ACTIVITY: This exercise calls for an exact copy of the listing below.
○ ○ ○ ○ ○ ○ ○
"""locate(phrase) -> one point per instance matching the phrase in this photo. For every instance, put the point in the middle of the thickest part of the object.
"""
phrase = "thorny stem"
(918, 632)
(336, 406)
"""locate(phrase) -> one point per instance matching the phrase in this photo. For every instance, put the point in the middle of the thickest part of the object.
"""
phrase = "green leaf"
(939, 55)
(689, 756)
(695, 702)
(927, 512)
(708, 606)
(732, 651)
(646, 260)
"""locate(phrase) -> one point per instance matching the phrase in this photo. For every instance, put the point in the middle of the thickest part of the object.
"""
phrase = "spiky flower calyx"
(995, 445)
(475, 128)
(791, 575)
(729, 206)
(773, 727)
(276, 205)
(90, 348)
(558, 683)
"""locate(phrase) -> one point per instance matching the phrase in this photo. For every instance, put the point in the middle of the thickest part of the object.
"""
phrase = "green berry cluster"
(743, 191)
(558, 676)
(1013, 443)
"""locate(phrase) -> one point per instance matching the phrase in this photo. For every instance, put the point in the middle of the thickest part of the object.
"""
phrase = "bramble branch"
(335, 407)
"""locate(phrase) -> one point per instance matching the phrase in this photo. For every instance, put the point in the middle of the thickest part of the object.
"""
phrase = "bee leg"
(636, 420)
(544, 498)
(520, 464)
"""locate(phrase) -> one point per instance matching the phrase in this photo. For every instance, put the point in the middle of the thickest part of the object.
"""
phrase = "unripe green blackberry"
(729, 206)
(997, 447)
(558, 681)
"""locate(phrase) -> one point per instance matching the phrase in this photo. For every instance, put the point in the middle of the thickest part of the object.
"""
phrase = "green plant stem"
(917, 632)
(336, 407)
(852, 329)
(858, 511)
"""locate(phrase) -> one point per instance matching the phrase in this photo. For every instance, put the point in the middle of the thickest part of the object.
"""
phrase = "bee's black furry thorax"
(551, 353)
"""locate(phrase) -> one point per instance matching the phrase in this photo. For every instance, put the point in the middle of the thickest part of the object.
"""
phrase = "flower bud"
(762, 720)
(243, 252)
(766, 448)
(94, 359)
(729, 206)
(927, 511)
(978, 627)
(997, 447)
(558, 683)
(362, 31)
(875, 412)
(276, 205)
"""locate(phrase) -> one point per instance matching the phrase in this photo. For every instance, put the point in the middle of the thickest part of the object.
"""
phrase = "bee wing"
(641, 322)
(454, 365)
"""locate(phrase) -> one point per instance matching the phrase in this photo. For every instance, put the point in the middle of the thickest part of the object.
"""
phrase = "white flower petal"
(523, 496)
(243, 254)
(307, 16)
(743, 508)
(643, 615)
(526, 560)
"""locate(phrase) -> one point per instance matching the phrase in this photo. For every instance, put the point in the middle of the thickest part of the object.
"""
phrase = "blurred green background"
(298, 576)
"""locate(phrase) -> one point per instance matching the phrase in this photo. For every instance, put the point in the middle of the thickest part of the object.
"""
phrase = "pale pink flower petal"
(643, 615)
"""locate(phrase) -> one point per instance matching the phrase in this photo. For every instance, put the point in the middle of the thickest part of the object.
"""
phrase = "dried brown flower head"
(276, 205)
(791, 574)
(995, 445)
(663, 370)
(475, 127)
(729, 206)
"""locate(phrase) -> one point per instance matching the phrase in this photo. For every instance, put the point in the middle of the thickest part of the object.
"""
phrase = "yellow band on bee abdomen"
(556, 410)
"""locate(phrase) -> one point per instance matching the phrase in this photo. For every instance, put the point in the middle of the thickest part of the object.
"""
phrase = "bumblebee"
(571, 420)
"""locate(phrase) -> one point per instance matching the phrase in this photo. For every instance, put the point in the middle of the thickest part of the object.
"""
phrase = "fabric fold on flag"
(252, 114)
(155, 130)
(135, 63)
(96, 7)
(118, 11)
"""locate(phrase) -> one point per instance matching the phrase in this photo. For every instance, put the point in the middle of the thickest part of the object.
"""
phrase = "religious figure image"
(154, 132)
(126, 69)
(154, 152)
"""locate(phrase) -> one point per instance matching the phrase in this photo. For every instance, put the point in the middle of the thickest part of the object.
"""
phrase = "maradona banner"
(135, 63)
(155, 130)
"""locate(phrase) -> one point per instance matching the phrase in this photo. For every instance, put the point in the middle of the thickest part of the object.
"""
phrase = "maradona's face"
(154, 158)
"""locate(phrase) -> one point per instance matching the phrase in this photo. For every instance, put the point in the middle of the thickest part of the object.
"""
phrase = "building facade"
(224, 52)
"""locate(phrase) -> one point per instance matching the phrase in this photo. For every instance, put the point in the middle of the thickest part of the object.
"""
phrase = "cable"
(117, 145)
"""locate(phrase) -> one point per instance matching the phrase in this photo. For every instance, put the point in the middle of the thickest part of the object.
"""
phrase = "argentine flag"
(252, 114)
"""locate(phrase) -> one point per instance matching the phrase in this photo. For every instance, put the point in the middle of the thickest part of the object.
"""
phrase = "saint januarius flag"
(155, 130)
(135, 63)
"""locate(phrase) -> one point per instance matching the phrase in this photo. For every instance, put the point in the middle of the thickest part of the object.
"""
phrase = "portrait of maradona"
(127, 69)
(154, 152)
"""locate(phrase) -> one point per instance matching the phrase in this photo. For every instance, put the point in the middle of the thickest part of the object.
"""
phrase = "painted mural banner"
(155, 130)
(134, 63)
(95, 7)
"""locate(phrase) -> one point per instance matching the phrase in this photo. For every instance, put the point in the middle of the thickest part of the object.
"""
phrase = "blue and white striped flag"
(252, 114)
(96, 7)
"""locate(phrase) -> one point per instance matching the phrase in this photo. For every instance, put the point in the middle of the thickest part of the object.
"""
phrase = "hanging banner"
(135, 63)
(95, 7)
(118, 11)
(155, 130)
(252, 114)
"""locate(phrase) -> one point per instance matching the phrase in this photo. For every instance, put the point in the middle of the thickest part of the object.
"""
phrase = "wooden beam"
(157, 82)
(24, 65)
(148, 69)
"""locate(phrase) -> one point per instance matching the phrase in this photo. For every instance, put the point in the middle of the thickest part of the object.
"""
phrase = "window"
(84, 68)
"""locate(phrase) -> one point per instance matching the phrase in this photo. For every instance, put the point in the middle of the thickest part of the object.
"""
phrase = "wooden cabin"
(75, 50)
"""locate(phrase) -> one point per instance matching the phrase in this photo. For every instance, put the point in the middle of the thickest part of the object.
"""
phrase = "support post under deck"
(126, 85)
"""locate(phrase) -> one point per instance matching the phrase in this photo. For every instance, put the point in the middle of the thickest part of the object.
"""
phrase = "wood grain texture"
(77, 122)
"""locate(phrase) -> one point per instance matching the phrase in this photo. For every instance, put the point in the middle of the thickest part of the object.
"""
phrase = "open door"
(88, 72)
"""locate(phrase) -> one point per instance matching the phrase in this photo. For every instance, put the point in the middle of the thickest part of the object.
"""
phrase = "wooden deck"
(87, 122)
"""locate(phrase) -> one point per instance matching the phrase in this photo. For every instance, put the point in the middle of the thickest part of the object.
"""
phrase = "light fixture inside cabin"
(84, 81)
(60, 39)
○ ○ ○ ○ ○ ○ ○
ANSWER SPACE:
"""locate(phrase) -> one point per instance matching the phrase in this photo. For every instance, put the point in the middle of the thickest part of the object.
"""
phrase = "thorny stem"
(918, 632)
(336, 406)
"""locate(phrase) -> one point per instance matching the phrase in this photo. For every instance, put the point in the middle of the thickest part of the object.
"""
phrase = "green leaf"
(939, 55)
(689, 756)
(695, 702)
(927, 512)
(708, 606)
(732, 651)
(646, 260)
"""locate(phrase) -> one point per instance matching the phrase in this photo. For every instance, put the point in the middle of the thickest part of the object.
"""
phrase = "spiky flower calyx"
(995, 445)
(475, 128)
(791, 575)
(729, 206)
(773, 727)
(276, 205)
(90, 348)
(558, 683)
"""locate(phrase) -> one point per instance matching the phrase in this photo. For every instance, put the point in the middle of the thickest part of the object.
"""
phrase = "green berry cluster"
(743, 191)
(558, 676)
(1013, 443)
"""locate(phrase) -> one point per instance matching the phrase in this photo. For every instance, put the point in the middle of the thickest part of the object.
"""
phrase = "bramble branch"
(335, 407)
"""locate(phrase) -> one point per instance matching the phrase in this photo. For every instance, put the point in the middle of the thickest part of the object.
"""
phrase = "bee leg"
(636, 420)
(544, 498)
(520, 464)
"""locate(phrase) -> one point per instance matching the phrase in this photo. For every instance, put the point in the middle of the thickest part of the object.
"""
phrase = "unripe green blackberry"
(729, 206)
(997, 447)
(558, 681)
"""locate(phrase) -> one point per instance matching the phrase in this photo. For every instance, put the point in the middle of the thickest part of the object.
"""
phrase = "green plant stem"
(917, 632)
(336, 407)
(852, 329)
(858, 511)
"""locate(phrase) -> one point per instance matching the phrase in this photo. For every instance, put the point in the middle of the thickest part of the object.
"""
phrase = "bee's black furry thorax"
(551, 353)
"""locate(phrase) -> one point per instance matching the phrase in this photo. For every instance, put the point in the middle of the thickest part of the object.
"""
phrase = "flower bud"
(762, 720)
(243, 252)
(766, 448)
(94, 359)
(729, 206)
(927, 511)
(978, 627)
(997, 447)
(558, 683)
(362, 31)
(875, 412)
(276, 205)
"""locate(phrase) -> one point per instance matching the phrase in this photo. For every instance, put the point in the middle of the thickest part of the object.
"""
phrase = "bee wing"
(641, 322)
(454, 365)
"""locate(phrase) -> one point per instance matching the phrase in this photo. For every instance, put the point in the middle of the thickest part of the object.
"""
phrase = "white flower petal"
(523, 496)
(243, 254)
(307, 16)
(743, 508)
(643, 615)
(526, 560)
"""locate(phrase) -> one point per instance matching the phrase in this photo. For every instance, put the point in the middle of the thickest part of the object.
"""
phrase = "blurred green background"
(298, 576)
"""locate(phrase) -> one point per instance matching the phrase in this photo. For every instance, put the point in the middle of the thickest part of the object.
"""
phrase = "pale pink flower petal"
(643, 615)
"""locate(phrase) -> one point per instance matching the phrase in this photo. For every instance, put the point in the middle of the thickest part of the object.
"""
phrase = "dried brown flower head"
(276, 205)
(791, 574)
(995, 445)
(663, 370)
(475, 127)
(729, 206)
"""locate(phrase) -> one point per instance matching the phrase in this photo. For every instance, put the point in the middle of the thickest part of the object.
"""
phrase = "yellow band on bee abdomen"
(556, 410)
"""locate(phrase) -> one point per instance matching the phrase in this photo. For every instance, put the point in the middle of the thickest part of the object.
"""
phrase = "bumblebee"
(571, 420)
"""locate(phrase) -> one point per instance matching the phrase in this photo. For every instance, put the point in the middle of the thickest part of the object.
"""
phrase = "fabric fold on flag"
(252, 114)
(155, 130)
(135, 63)
(96, 7)
(118, 11)
"""locate(phrase) -> one point per instance matching the phrase in this photo. For every instance, put the point in the middle of the thickest part of the object.
"""
phrase = "religious figure image"
(154, 132)
(126, 69)
(154, 152)
"""locate(phrase) -> one point per instance matching the phrase in this photo. For every instance, put the point in the middle of the thickest part of the object.
"""
phrase = "maradona banner"
(135, 63)
(155, 130)
"""locate(phrase) -> one point per instance matching the phrase in this photo. For every instance, put the point in the middle of the thickest part of the object.
"""
phrase = "maradona's face"
(154, 158)
"""locate(phrase) -> one point per instance matching the phrase in this photo. For every instance, put the point in the middle of the thickest part of the object.
"""
phrase = "building facade"
(224, 52)
"""locate(phrase) -> one point per instance matching the phrase in this photo. For every instance, put the point in the middle of the thickest part of the object.
"""
phrase = "cable"
(117, 145)
"""locate(phrase) -> one point per instance matching the phrase in this photo. For every instance, put the point in the middle of the thickest part of the object.
"""
phrase = "argentine flag"
(252, 114)
"""locate(phrase) -> one point per instance matching the phrase in this photo. For every instance, put the point in the middle of the thickest part of the object.
"""
phrase = "saint januarius flag"
(155, 130)
(135, 63)
"""locate(phrase) -> one point per instance matching the phrase in this photo. For every instance, put the point in the middle of the thickest part of the object.
"""
phrase = "portrait of maradona"
(127, 69)
(154, 152)
"""locate(phrase) -> one point per instance matching the phrase in this photo. For every instance, put the point in the middle of the thickest part of the object.
"""
phrase = "painted mural banner"
(155, 130)
(134, 63)
(95, 7)
"""locate(phrase) -> one point per instance matching the phrase in this photo. For every instance, put the point in the middle of the thickest part of the object.
"""
phrase = "blue and white striped flag"
(252, 114)
(96, 7)
"""locate(phrase) -> one point per instance matching the phrase in this photo. For every instance, put the point in the middle of the thickest part of the object.
"""
phrase = "hanging banner"
(135, 63)
(95, 7)
(118, 11)
(155, 130)
(252, 114)
"""locate(phrase) -> one point per instance matching the phrase in this photo. For every instance, put the point in the middle of the thickest part of the object.
"""
phrase = "wooden beam"
(157, 82)
(24, 65)
(148, 69)
"""locate(phrase) -> one point per instance matching the phrase in this photo. For every instance, put the point in the middle of the thickest part of the object.
"""
phrase = "window"
(84, 68)
"""locate(phrase) -> one point per instance matching the phrase in this photo. For every instance, put the point in the middle of the thickest part of the object.
"""
phrase = "wooden cabin"
(75, 50)
"""locate(phrase) -> one point per instance matching the phrase in this photo. For every instance, put the point in the middle of the thickest part of the object.
"""
phrase = "support post under deck"
(126, 85)
"""locate(phrase) -> one point per instance matching the phrase in this photo. For every instance, put the point in the middle of the thickest part of the object.
"""
phrase = "wood grain texture"
(77, 122)
"""locate(phrase) -> one point per instance matching the phrase in this photo. For every instance, put the point in the middle of the thickest part of the object.
"""
phrase = "open door"
(88, 72)
"""locate(phrase) -> one point per instance matching the phrase in this photo. For every instance, put the point in the middle of the thickest part of the object.
"""
phrase = "wooden deck"
(87, 122)
"""locate(phrase) -> one point per instance matching the phrase in this photo. For every instance, put the point in the middle of the thickest part of the object.
"""
phrase = "light fixture inside cabin"
(84, 81)
(60, 39)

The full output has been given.